- _CHALLENGE_
Report every line in the entries below that contains the word "white", copying each one in full.

- _RECORDS FOR PROCESSING_
*****
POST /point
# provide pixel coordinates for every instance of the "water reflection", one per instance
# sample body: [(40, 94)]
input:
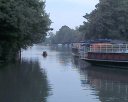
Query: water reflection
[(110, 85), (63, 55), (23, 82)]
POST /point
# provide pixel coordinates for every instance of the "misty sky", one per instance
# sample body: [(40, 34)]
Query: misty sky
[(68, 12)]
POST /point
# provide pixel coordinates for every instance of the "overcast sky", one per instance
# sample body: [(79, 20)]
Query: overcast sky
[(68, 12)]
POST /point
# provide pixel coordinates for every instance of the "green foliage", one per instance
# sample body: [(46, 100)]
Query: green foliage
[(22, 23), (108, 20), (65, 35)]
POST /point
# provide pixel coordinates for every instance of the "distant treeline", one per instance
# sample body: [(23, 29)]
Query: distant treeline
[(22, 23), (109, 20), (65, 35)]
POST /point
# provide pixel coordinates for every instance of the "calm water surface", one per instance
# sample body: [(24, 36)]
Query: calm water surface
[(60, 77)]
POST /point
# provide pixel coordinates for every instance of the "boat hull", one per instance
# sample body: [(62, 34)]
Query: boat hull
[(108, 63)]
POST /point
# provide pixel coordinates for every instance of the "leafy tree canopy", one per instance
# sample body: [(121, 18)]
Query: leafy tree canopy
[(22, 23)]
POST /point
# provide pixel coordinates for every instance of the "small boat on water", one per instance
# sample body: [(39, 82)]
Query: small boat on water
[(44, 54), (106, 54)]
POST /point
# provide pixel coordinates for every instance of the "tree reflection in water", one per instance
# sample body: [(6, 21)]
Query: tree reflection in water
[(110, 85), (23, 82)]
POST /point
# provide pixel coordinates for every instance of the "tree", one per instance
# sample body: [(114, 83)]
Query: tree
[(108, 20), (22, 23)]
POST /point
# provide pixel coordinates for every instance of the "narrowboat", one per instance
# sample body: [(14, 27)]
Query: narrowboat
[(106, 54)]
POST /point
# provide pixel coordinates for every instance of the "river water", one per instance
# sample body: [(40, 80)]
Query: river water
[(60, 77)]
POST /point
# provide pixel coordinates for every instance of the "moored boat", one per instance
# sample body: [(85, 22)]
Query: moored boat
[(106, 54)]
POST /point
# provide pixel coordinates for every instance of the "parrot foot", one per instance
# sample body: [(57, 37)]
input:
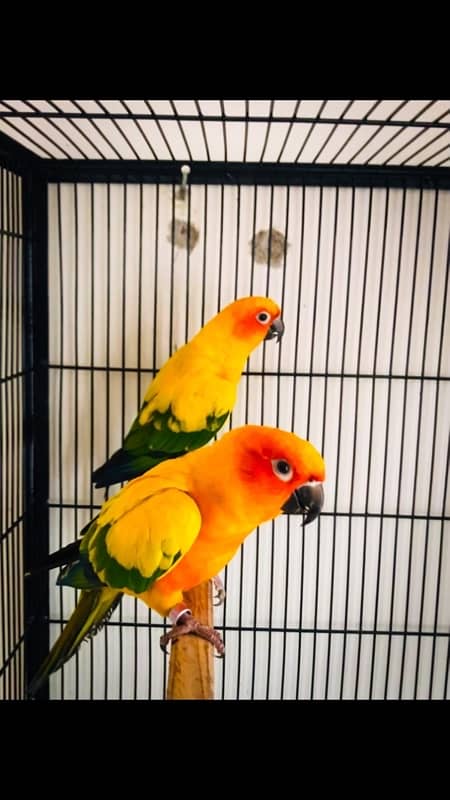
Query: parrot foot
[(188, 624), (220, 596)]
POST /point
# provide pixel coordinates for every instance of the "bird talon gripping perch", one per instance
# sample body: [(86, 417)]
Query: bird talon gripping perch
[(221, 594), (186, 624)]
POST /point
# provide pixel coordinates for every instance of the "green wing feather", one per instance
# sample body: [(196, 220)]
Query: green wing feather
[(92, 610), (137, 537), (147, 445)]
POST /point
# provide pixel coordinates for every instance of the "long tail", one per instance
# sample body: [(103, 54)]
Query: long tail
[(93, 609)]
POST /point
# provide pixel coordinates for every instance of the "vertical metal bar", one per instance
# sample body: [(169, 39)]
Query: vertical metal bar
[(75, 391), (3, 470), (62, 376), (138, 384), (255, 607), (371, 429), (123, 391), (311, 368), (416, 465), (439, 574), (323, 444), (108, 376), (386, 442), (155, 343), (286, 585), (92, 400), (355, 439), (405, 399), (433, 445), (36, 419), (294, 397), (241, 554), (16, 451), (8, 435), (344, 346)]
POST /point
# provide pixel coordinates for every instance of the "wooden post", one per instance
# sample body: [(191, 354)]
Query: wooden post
*****
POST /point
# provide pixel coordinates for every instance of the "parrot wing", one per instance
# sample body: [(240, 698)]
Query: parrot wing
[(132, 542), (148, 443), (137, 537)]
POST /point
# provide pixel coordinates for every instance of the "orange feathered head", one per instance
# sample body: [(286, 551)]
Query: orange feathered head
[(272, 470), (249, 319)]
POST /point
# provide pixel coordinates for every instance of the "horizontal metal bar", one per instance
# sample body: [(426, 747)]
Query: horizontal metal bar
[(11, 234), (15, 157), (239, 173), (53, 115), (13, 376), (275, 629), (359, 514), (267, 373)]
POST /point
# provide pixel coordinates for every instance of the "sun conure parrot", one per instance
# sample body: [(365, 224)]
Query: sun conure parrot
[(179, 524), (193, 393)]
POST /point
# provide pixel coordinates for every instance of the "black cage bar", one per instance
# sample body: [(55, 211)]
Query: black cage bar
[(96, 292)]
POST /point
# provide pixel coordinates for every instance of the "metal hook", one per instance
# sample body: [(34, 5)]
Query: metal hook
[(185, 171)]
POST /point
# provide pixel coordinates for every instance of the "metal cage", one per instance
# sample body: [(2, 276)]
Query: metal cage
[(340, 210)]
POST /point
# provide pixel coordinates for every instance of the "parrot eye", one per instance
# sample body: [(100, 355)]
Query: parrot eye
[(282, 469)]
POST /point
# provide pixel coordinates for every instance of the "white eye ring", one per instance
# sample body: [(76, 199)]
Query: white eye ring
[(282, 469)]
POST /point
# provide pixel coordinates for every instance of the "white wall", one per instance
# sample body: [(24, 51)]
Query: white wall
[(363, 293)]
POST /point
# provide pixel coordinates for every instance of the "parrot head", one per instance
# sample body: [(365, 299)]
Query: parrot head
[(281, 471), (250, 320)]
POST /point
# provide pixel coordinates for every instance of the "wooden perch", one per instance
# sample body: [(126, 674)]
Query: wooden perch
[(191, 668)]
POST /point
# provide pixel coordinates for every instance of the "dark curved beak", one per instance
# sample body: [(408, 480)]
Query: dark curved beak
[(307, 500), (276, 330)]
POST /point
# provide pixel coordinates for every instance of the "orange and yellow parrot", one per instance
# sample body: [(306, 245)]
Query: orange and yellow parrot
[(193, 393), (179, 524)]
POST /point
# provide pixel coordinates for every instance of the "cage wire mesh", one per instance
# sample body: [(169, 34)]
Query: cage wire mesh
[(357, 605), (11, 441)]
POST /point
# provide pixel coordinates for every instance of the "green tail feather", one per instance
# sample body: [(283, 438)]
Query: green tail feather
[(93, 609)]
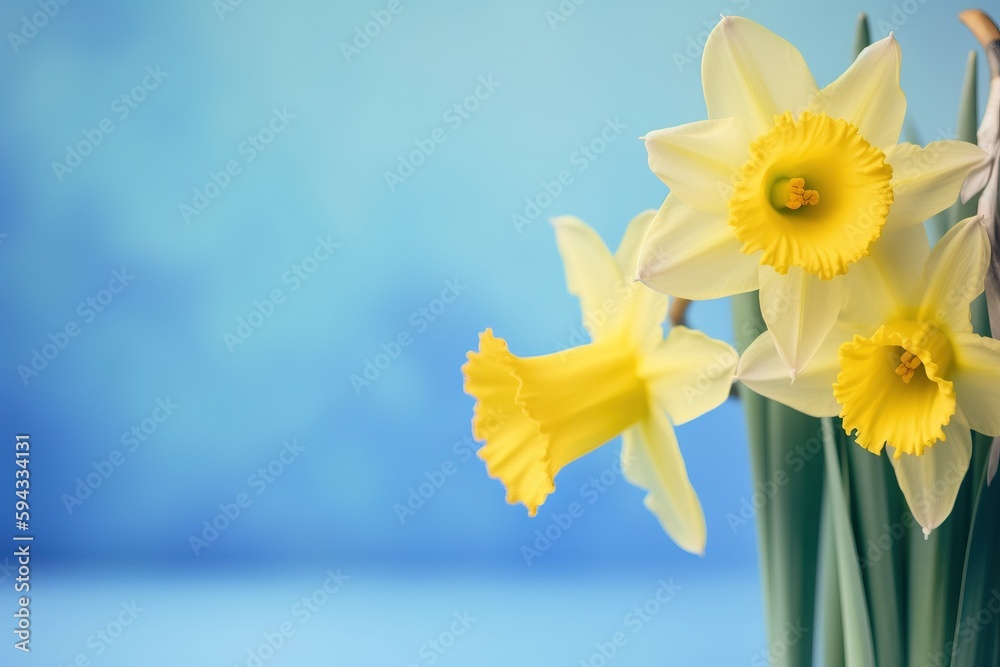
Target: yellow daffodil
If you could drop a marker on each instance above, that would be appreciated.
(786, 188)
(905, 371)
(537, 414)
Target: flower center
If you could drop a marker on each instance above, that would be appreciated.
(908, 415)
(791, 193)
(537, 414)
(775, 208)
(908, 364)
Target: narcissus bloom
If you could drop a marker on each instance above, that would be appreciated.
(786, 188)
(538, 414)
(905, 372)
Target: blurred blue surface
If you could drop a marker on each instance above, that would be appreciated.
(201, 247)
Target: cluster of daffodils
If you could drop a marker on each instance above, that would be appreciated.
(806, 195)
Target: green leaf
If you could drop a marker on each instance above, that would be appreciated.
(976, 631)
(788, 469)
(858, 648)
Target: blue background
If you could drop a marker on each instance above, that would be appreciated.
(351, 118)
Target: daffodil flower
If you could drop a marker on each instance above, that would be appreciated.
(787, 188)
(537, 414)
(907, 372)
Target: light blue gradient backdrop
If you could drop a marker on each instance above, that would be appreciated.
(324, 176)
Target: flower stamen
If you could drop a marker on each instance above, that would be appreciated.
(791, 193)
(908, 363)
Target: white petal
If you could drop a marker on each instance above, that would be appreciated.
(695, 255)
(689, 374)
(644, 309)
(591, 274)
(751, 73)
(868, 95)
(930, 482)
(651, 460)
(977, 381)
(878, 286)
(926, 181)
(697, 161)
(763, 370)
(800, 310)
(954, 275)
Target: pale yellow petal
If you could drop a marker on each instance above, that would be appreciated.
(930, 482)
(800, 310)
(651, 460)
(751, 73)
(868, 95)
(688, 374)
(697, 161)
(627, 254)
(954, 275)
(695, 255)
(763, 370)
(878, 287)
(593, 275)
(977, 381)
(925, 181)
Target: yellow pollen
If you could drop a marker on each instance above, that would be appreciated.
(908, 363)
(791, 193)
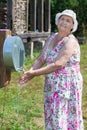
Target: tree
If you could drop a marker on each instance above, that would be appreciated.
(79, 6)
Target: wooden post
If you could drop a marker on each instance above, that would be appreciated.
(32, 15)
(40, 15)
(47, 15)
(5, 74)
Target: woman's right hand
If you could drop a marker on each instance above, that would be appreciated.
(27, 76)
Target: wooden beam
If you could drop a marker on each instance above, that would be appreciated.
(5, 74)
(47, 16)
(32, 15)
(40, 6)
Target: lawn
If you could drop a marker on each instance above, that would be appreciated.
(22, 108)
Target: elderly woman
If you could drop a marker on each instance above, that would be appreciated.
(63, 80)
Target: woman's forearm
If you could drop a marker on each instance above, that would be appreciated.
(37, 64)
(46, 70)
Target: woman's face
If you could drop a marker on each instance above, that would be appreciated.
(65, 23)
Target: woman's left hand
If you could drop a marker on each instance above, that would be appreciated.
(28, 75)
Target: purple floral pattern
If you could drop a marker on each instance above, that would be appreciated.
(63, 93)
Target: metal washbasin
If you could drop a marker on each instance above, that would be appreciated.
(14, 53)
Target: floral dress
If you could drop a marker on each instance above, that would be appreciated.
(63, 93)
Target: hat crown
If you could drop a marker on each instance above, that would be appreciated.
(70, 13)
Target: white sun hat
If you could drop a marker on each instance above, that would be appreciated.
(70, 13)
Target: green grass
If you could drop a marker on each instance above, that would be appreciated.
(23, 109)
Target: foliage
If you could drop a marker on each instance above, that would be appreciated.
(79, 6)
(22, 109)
*****
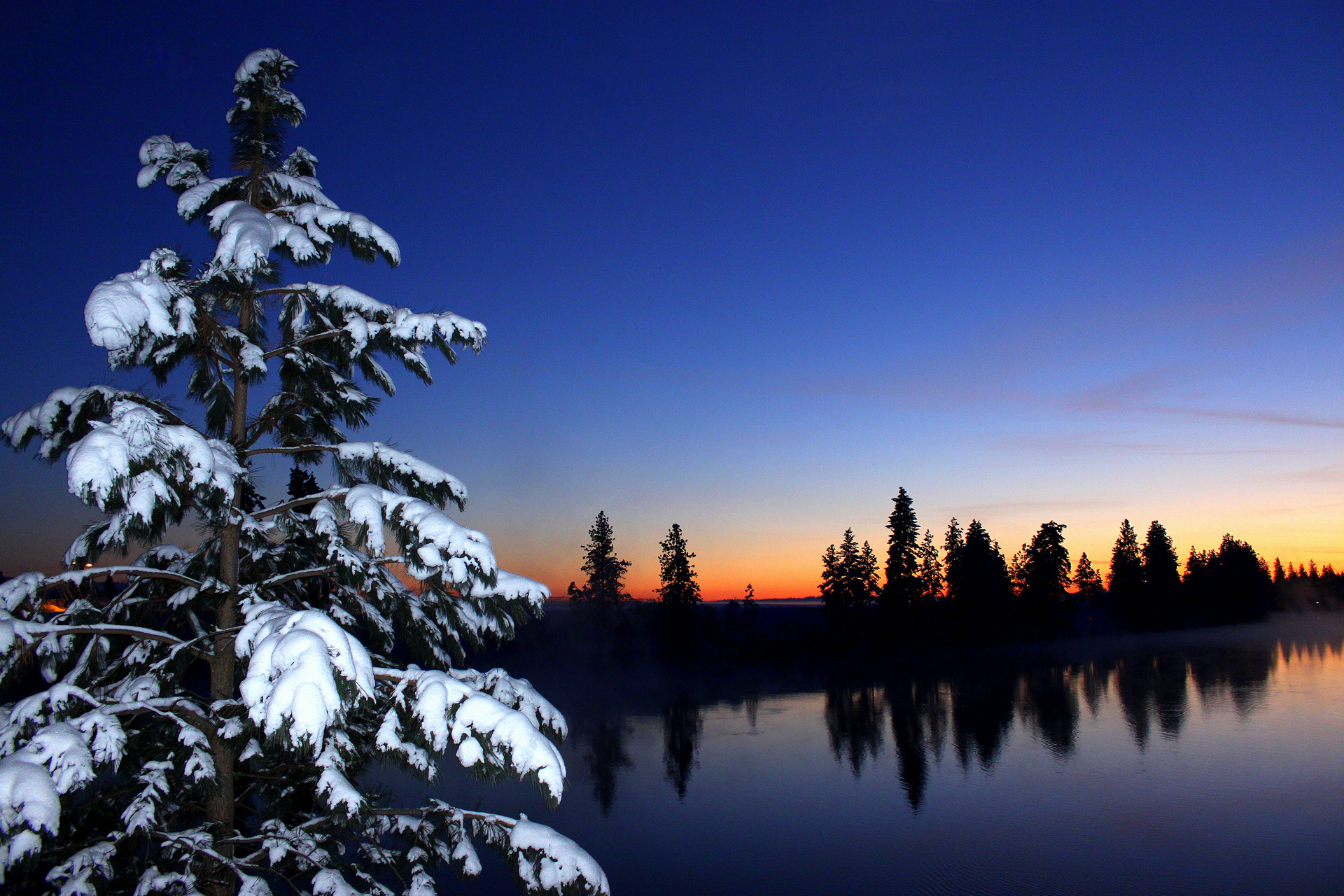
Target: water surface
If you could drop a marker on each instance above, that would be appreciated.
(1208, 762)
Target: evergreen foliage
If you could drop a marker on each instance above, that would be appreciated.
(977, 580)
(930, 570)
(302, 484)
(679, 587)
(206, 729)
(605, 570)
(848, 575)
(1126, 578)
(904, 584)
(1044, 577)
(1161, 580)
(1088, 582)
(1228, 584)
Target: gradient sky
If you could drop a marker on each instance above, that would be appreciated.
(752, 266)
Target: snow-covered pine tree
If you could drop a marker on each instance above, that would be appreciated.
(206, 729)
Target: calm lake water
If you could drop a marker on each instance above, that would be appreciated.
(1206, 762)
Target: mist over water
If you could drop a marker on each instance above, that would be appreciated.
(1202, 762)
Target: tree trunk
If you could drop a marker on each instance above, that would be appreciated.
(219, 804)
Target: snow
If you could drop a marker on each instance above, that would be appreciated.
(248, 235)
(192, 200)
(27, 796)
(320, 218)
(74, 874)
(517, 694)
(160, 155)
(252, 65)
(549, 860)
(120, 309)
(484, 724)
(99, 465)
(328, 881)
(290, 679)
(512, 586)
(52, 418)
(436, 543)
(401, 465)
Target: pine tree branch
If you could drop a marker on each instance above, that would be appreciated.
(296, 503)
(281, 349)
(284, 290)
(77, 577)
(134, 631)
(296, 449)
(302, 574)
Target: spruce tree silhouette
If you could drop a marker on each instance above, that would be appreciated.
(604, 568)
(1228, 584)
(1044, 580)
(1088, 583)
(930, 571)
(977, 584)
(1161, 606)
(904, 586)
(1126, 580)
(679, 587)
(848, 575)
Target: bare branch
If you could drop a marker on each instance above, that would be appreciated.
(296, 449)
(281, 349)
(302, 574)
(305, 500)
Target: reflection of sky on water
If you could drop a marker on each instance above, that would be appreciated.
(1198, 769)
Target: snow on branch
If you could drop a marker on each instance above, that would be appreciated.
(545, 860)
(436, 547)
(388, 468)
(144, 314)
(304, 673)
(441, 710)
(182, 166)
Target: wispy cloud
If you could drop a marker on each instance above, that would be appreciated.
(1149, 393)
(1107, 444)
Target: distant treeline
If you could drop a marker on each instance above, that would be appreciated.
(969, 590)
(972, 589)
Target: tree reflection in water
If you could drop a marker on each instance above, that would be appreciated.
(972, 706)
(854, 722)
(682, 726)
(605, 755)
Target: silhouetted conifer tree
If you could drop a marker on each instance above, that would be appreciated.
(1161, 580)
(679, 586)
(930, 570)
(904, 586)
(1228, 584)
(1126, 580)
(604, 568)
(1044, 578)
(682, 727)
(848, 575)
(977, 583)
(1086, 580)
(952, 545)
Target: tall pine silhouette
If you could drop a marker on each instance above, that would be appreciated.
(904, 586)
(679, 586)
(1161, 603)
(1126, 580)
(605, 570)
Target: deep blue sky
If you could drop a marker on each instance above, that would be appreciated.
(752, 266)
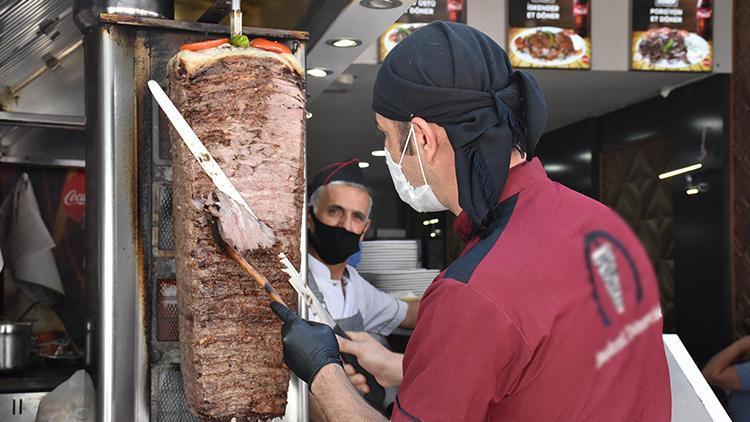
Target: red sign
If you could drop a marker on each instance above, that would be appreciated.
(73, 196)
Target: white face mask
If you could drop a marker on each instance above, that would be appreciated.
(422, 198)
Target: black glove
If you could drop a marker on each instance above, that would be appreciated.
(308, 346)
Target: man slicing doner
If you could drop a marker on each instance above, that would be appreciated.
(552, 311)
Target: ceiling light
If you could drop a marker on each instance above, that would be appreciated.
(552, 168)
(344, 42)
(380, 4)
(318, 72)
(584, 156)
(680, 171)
*****
- _RESULT OF THE TASK_
# provide pixel coordinates for every instance of the "white eye ring", one per instance
Query: white eye ring
# provide pixel coordinates for every instance of the "white wall", one per instance
Query: white wall
Target: white petal
Target: white sun hat
Target: white face mask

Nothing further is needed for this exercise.